(Records contained in a dataset)

★ ★ ★ ★ ★

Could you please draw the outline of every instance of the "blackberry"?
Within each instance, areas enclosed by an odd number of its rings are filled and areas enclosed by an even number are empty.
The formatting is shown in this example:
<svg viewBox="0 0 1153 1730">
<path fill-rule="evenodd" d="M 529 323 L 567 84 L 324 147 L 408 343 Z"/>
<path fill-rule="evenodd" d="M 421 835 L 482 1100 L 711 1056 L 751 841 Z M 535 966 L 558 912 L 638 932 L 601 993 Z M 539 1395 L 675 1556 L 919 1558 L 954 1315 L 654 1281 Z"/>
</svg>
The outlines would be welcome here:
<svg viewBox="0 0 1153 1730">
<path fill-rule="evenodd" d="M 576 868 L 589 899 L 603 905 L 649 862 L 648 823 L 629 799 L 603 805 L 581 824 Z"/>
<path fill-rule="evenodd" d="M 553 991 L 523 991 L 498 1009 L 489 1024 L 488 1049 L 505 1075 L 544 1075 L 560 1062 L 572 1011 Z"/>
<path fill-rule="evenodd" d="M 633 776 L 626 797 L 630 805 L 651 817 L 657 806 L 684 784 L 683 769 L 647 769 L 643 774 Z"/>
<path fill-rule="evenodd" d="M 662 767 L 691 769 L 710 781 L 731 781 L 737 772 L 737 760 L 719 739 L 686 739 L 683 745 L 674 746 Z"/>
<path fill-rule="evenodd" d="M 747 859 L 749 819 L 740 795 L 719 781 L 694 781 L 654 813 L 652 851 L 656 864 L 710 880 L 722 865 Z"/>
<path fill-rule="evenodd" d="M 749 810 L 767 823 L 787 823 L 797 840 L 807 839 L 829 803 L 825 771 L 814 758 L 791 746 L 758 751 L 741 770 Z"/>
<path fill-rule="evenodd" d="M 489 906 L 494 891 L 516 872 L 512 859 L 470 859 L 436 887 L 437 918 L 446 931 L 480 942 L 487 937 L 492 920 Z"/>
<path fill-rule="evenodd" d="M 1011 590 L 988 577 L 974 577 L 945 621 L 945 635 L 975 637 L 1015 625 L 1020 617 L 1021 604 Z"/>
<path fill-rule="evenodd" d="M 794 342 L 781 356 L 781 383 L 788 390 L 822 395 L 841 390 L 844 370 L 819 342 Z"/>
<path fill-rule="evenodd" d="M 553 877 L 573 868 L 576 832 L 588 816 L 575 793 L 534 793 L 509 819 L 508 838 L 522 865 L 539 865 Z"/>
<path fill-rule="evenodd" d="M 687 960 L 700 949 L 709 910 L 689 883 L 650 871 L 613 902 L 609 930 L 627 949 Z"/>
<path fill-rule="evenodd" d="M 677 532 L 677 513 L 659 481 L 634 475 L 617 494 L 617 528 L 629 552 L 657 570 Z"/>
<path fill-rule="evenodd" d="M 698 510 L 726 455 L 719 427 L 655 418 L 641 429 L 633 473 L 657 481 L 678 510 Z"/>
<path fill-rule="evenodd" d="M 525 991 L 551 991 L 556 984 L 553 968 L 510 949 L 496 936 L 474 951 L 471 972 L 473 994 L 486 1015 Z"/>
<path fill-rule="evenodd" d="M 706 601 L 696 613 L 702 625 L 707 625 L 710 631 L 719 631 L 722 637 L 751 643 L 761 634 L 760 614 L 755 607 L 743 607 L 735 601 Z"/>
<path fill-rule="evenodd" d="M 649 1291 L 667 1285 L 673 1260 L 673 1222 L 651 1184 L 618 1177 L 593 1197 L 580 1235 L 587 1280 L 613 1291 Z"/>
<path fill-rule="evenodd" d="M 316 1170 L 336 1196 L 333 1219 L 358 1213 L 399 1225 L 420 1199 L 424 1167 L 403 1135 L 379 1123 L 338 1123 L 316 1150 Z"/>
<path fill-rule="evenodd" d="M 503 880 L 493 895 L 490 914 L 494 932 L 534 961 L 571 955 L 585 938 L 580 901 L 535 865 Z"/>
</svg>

★ ★ ★ ★ ★

Would you repeat each of the records above exactly?

__Expected answer__.
Could you please draw the outline of every instance of the "blackberry"?
Within each instance, areas enclosed by an odd number of its rings are filled and areas enclosed by an even number are empty.
The formatting is shown in this example:
<svg viewBox="0 0 1153 1730">
<path fill-rule="evenodd" d="M 529 323 L 567 84 L 324 147 L 408 343 Z"/>
<path fill-rule="evenodd" d="M 421 835 L 482 1100 L 711 1056 L 751 841 Z M 535 966 L 558 912 L 638 932 L 601 993 Z M 539 1395 L 675 1556 L 919 1558 L 954 1315 L 654 1281 Z"/>
</svg>
The outlines would be welcome here:
<svg viewBox="0 0 1153 1730">
<path fill-rule="evenodd" d="M 576 868 L 589 899 L 603 905 L 649 862 L 648 823 L 629 799 L 603 805 L 581 824 Z"/>
<path fill-rule="evenodd" d="M 553 991 L 523 991 L 498 1009 L 489 1024 L 488 1049 L 505 1075 L 544 1075 L 560 1062 L 572 1011 Z"/>
<path fill-rule="evenodd" d="M 633 776 L 626 797 L 630 805 L 651 817 L 657 806 L 684 784 L 683 769 L 647 769 L 643 774 Z"/>
<path fill-rule="evenodd" d="M 662 767 L 691 769 L 710 781 L 731 781 L 737 772 L 737 760 L 719 739 L 686 739 L 683 745 L 674 746 Z"/>
<path fill-rule="evenodd" d="M 747 859 L 749 819 L 740 795 L 719 781 L 694 781 L 654 813 L 652 851 L 656 864 L 710 880 L 722 865 Z"/>
<path fill-rule="evenodd" d="M 749 810 L 767 823 L 787 823 L 797 840 L 807 839 L 829 803 L 825 771 L 814 758 L 791 746 L 758 751 L 741 770 Z"/>
<path fill-rule="evenodd" d="M 489 906 L 494 891 L 516 872 L 512 859 L 470 859 L 436 887 L 437 918 L 446 931 L 480 942 L 487 937 L 492 920 Z"/>
<path fill-rule="evenodd" d="M 1011 590 L 988 577 L 974 577 L 945 621 L 945 635 L 975 637 L 1015 625 L 1020 617 L 1021 604 Z"/>
<path fill-rule="evenodd" d="M 794 342 L 781 356 L 781 383 L 788 390 L 822 395 L 841 390 L 844 370 L 819 342 Z"/>
<path fill-rule="evenodd" d="M 553 877 L 573 868 L 576 832 L 588 816 L 575 793 L 534 793 L 509 819 L 508 838 L 522 865 L 539 865 Z"/>
<path fill-rule="evenodd" d="M 687 960 L 700 949 L 709 910 L 689 883 L 650 871 L 613 902 L 609 930 L 627 949 Z"/>
<path fill-rule="evenodd" d="M 677 532 L 677 513 L 659 481 L 634 475 L 617 494 L 617 528 L 629 552 L 657 570 Z"/>
<path fill-rule="evenodd" d="M 698 510 L 726 455 L 719 427 L 655 418 L 641 429 L 633 473 L 657 481 L 678 510 Z"/>
<path fill-rule="evenodd" d="M 525 991 L 551 991 L 556 984 L 553 968 L 510 949 L 496 936 L 474 951 L 471 972 L 473 994 L 486 1015 Z"/>
<path fill-rule="evenodd" d="M 706 601 L 696 613 L 702 625 L 707 625 L 710 631 L 719 631 L 722 637 L 751 643 L 761 634 L 760 614 L 755 607 L 743 607 L 735 601 Z"/>
<path fill-rule="evenodd" d="M 649 1291 L 667 1285 L 673 1260 L 673 1222 L 651 1184 L 618 1177 L 593 1197 L 580 1235 L 587 1280 L 613 1291 Z"/>
<path fill-rule="evenodd" d="M 316 1170 L 336 1196 L 333 1219 L 358 1213 L 399 1225 L 420 1199 L 424 1167 L 403 1135 L 379 1123 L 338 1123 L 316 1150 Z"/>
<path fill-rule="evenodd" d="M 503 880 L 493 895 L 490 914 L 494 932 L 534 961 L 571 955 L 585 938 L 580 901 L 535 865 Z"/>
</svg>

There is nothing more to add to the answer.